## EXERCISE DIRECTIONS
Could you copy out the rows below word for word, starting at the line with "of the gnarled" and continuing through the last row, including both ends?

Data items
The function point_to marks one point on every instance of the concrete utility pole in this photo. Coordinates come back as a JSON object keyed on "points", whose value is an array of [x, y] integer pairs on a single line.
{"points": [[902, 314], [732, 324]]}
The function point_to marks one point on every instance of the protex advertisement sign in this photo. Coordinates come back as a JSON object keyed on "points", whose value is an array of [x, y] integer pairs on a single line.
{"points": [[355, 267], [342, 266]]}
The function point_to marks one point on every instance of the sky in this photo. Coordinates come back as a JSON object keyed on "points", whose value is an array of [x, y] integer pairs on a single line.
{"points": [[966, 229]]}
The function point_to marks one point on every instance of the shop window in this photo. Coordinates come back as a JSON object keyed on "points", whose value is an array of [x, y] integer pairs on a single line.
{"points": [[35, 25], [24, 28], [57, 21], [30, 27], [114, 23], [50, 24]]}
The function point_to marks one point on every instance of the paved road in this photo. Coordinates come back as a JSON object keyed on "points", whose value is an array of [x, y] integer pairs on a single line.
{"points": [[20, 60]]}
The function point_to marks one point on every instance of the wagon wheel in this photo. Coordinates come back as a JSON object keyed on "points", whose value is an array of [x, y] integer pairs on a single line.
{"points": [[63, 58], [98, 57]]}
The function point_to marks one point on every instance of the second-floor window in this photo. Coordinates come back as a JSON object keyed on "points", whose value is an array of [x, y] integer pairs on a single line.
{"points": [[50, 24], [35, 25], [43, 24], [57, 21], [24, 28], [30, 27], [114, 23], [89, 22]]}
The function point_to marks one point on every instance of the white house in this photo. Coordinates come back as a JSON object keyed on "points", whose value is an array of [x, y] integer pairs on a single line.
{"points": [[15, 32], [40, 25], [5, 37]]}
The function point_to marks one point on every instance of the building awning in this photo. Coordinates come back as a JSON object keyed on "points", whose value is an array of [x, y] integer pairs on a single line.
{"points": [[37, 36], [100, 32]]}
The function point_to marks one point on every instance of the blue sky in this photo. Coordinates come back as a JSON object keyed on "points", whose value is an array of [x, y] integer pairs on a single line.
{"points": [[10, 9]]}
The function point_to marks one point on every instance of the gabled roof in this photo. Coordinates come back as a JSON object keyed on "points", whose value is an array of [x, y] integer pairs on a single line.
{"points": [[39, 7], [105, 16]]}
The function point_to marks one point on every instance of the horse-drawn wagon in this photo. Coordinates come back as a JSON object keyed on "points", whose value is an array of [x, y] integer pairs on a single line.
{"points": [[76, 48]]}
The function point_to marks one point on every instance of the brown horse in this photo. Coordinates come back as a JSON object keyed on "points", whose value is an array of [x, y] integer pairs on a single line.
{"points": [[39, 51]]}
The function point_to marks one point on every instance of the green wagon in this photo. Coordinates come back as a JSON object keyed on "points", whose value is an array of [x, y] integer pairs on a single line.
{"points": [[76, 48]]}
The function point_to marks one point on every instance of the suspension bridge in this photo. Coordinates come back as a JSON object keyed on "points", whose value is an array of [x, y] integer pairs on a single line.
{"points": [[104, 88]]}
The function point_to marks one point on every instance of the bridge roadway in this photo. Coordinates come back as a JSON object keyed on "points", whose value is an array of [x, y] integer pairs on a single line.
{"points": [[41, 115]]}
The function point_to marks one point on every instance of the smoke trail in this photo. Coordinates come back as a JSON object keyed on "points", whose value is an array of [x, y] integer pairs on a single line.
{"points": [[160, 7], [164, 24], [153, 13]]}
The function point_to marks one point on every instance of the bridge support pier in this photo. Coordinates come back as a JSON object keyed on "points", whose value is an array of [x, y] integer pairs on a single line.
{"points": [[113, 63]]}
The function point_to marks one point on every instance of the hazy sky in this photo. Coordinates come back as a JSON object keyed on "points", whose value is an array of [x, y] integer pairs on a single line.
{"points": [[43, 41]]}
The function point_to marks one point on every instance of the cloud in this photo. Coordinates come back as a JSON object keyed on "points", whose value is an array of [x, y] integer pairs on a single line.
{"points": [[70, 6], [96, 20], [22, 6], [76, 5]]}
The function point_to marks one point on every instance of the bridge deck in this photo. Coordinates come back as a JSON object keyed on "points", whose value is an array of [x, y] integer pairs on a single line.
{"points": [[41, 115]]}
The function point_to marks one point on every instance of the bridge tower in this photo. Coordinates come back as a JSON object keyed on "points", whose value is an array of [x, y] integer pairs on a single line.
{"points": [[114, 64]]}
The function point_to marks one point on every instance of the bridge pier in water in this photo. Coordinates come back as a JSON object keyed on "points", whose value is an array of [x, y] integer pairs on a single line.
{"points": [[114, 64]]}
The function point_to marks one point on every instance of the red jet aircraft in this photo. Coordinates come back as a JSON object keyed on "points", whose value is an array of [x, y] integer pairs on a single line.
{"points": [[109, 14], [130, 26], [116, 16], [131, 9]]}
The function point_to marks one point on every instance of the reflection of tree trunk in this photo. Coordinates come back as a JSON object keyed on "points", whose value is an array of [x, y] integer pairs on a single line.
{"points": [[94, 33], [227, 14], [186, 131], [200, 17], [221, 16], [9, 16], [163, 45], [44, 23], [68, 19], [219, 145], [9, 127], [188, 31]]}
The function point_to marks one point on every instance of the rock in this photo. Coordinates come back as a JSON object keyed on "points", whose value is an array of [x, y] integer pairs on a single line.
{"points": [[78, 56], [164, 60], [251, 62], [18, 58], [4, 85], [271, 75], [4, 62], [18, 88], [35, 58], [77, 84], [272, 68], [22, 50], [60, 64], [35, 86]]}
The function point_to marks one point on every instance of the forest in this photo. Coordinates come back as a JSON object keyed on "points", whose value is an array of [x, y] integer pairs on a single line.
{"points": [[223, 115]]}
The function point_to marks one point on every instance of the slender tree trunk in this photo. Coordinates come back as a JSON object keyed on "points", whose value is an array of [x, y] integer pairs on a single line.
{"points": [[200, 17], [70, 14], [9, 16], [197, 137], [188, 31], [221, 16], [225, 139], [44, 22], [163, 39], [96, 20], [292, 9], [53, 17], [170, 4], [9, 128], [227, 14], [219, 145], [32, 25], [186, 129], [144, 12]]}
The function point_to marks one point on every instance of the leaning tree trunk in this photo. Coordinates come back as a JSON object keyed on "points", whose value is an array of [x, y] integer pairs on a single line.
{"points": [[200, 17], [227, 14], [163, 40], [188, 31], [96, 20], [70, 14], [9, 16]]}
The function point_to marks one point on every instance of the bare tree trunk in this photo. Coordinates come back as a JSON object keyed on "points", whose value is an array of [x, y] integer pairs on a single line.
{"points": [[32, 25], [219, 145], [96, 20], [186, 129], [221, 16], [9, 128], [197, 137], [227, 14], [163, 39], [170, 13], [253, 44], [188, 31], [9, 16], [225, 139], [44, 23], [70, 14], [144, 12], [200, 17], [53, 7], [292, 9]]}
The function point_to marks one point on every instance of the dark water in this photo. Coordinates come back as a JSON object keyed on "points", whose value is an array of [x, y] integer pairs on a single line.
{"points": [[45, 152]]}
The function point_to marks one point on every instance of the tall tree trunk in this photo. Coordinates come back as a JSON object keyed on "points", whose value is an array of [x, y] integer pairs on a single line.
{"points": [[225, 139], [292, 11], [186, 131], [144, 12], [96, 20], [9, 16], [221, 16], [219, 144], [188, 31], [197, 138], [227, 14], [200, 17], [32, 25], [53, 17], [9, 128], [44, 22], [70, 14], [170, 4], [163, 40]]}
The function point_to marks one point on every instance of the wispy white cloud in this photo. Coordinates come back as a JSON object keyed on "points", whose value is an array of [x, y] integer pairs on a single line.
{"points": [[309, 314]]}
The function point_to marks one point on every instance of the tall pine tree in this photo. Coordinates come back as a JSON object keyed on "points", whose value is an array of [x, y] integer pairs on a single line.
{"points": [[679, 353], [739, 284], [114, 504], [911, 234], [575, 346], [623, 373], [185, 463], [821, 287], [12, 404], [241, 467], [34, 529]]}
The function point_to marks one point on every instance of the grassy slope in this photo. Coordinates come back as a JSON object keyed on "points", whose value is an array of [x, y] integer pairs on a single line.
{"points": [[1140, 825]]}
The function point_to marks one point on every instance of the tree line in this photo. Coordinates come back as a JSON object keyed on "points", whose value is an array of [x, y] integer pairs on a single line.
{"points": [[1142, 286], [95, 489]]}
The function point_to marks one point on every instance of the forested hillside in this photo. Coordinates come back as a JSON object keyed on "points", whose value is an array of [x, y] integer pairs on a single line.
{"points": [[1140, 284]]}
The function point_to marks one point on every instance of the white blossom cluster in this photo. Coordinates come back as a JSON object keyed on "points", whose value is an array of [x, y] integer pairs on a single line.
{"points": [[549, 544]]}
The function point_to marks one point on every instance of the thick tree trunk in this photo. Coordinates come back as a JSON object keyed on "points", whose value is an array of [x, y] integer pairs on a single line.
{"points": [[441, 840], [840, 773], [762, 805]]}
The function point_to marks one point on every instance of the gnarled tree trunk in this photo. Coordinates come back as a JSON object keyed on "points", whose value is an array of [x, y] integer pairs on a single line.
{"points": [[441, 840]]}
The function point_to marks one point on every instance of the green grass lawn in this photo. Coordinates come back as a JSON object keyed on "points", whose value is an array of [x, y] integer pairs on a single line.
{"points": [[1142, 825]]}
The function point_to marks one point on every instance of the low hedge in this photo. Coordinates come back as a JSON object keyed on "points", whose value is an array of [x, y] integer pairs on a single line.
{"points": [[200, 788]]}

## RESPONSE TO THE EXERCISE
The function point_to marks one point on every instance of the gnarled tree trunk in this photo. Coordinates come back as a JSON object keyed on "points", whose value is an array of [x, y] integer pairs on a single line.
{"points": [[441, 840]]}
The function point_to marks one point on every instance of the green grass lawn in this photo. Coordinates come back as a JSON object keyed on "points", whose value is an array of [x, y] integer pairs on a single line.
{"points": [[1142, 825]]}
The function point_to marks one point on every instance of the low hedge in this photo. Coordinates come back as a JSON object keyed on "points", whose value is an array of [x, y] integer pairs on a single line.
{"points": [[200, 788]]}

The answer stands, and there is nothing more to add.